Prompt: Edit the passage from the forum thread about assertions, starting at "If the programmer" and ending at "in this way?", and replace "vector" with "array".

Text extract:
┄┄┄┄┄┄┄┄┄┄

2 The assert macro shall be implemented as a macro, not as an actual function. If the macro definition is suppressed in order to access an actual function, the behavior is undefined.
Thus, there is nothing left in release-mode to give the compiler any hint that some condition can be assumed to hold.
Still, there is nothing stopping you from redefining assert with an implementation-defined __assume in release-mode yourself (take a look at __builtin_unreachable() in clang / gcc).
Let's assume you have done so. Now, the condition tested could be really complicated and expensive. Thus, you really want to annotate it so it does not ever result in any run-time work. Not sure how to do that.
Let's grant that your compiler even allows that, for arbitrary expressions.
The next hurdle is recognizing what the expression actually tests, and how that relates to the code as written and any potentially faster, but under the given assumption equivalent, code.
This last step results in an immense explosion of compiler-complexity, by either having to create an explicit list of all those patterns to test or building a hugely-complicated automatic analyzer.
That's no fun, and just about as complicated as building SkyNET.
Also, you really do not want to use an asymptotically faster algorithm on a data-set which is too small for asymptotic time to matter. That would be a pessimization, and you just about need precognition to avoid such.

Assertions are (usually) compiled out in the final code. Meaning, among other things, that the code could (silently) fail (by retrieving the wrong value) due to such an optimization, if the assertion was not satisfied.
If the programmer (who put the assertion there) knew that the vector was sorted, why didn't he use a different search algorithm? What's the point in having the compiler second-guess the programmer in this way?
How does the compiler know which search algorithm to substitute for which, given that they all are library routines, not a part of the language's semantics?

┄┄┄┄┄┄┄┄┄┄

Point labels for photos:
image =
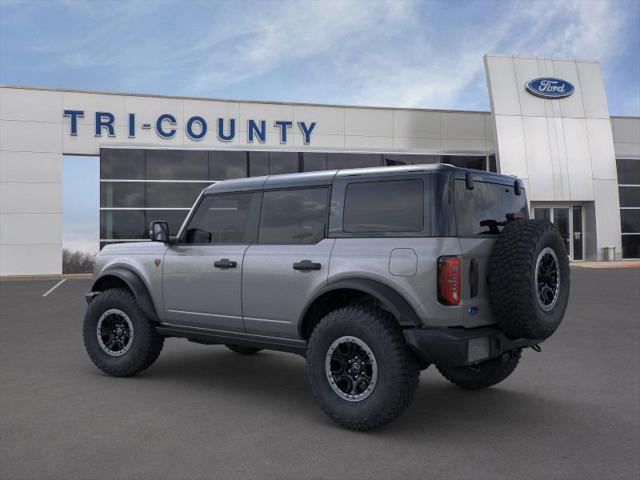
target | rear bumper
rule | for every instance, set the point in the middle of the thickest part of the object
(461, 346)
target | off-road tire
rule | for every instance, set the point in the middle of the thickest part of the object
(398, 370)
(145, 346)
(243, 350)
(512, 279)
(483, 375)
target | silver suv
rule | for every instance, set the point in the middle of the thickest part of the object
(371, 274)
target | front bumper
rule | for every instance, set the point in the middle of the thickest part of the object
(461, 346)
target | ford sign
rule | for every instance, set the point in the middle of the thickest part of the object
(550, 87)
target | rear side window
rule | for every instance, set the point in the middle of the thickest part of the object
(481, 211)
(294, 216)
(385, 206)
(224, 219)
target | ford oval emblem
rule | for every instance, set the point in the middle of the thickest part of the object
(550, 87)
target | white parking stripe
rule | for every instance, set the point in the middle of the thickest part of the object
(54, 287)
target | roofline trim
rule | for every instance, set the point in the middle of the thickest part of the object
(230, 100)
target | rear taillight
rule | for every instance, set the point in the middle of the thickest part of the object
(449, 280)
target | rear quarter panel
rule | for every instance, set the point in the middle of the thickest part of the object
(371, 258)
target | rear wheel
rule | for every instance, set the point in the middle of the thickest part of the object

┄┄┄┄┄┄┄┄┄┄

Answer to the exercise:
If the programmer (who put the assertion there) knew that the array was sorted, why didn't he use a different search algorithm? What's the point in having the compiler second-guess the programmer in this way?